Stated task 1: In the retail sales report, what gain had consensus expectations called for in August?

Source:
• Retail sales strengthened for the fourth straight month, advancing 0.6% month-on-month in August, down from 0.9% in July. The increase in retail sales last month was below consensus expectations, which called for a 1.0% gain.
  • Spending in volatile categories rose in August. Food services and drinking places posted the strongest gain of 4.7%, while motor vehicles and parts (+0.2%), building materials (+2.0%), and gasoline stations (+0.4%) saw more modest increases.
  • Excluding these categories, the retail sales control group saw a decline last month, falling by 0.1%. Weaker spending on food and beverage stores (-1.2%) and sporting goods (-5.7%) were the main contributors to the fall.

Key Implications

  • Retail sales continued to move up as consumers kept spending in August. However, purse strings are tightening as witnessed by the flattening trend in retail sales growth. The extraordinary gains in May and June are giving way to a much slower pace of spending.

Stated task 2: Starting at the first of the rows below and ending at the line that contains "[378,34,495,174]", give those lines again with "eyebrow" replaced by "brow" and everything else unchanged. Return only those lines.

Task input:
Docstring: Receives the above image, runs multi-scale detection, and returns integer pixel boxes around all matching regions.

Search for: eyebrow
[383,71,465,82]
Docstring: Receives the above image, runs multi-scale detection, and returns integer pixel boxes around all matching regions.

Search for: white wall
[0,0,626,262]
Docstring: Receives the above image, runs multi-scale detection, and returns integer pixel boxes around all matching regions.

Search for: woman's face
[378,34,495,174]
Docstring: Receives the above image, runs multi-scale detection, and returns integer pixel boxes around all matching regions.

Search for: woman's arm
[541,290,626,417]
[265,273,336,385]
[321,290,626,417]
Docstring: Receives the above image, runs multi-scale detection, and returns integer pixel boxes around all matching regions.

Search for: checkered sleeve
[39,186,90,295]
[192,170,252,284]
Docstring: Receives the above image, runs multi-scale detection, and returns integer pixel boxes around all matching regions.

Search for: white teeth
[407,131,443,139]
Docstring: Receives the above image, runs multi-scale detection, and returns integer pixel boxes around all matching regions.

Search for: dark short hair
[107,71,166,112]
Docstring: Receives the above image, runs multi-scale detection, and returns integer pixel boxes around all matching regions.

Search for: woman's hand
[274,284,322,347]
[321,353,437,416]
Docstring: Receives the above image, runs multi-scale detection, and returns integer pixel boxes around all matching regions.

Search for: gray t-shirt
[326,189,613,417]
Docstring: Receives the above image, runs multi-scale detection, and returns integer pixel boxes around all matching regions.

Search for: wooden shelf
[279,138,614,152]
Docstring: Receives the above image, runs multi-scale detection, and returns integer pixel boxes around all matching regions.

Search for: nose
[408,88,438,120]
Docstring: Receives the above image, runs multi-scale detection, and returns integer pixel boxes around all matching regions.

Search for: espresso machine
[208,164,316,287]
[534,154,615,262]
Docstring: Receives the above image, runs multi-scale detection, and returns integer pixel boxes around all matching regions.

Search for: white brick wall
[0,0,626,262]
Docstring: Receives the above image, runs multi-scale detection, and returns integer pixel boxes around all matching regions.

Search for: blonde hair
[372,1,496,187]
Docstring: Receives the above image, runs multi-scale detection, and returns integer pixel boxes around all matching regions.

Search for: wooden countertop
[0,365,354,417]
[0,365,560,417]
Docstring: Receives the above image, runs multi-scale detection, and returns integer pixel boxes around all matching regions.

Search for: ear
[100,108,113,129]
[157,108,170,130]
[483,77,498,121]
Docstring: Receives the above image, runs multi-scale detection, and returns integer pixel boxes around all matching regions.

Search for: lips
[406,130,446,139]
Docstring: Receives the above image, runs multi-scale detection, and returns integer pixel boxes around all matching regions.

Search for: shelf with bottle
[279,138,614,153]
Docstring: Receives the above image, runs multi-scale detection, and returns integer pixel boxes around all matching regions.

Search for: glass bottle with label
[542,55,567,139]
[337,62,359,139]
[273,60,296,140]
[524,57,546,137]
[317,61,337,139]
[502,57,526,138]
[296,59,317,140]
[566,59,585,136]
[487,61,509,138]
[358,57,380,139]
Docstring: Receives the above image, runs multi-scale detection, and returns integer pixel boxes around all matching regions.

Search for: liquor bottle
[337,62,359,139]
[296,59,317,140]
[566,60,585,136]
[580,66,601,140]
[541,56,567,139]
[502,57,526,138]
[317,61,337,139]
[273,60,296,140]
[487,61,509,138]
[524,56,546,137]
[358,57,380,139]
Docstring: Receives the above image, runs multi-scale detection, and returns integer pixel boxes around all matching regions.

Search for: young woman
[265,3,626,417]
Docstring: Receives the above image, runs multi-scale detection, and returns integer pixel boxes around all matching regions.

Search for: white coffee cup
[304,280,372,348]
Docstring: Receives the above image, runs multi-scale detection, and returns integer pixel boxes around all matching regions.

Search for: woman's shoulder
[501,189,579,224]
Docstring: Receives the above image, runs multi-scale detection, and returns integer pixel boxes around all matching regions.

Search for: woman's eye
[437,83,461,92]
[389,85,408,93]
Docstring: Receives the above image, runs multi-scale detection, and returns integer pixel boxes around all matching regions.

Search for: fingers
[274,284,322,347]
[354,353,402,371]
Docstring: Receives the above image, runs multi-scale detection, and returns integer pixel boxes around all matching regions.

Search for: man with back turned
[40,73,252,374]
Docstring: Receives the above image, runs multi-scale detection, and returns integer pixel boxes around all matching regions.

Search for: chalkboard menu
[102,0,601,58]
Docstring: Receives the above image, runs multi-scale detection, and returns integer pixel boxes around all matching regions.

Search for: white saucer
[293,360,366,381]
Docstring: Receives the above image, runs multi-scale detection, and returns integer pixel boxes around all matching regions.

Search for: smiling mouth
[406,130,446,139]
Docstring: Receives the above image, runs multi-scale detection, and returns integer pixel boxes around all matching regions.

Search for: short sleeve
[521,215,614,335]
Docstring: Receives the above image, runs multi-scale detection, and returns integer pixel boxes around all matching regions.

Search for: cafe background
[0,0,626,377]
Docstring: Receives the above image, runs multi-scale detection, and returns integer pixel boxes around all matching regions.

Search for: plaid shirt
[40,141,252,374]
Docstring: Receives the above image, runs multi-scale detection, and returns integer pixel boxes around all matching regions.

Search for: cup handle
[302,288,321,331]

Written response 1: A 1.0% gain.

Written response 2:
Docstring: Receives the above image, runs multi-scale detection, and returns integer pixel boxes around all matching regions.

Search for: brow
[383,71,465,82]
Docstring: Receives the above image, runs multi-scale detection, and returns integer pixel boxes around all matching regions.

Search for: white wall
[0,0,626,262]
Docstring: Receives the above image, runs multi-scale detection, and returns integer pixel boxes around all matching regions.

Search for: woman's face
[378,34,495,174]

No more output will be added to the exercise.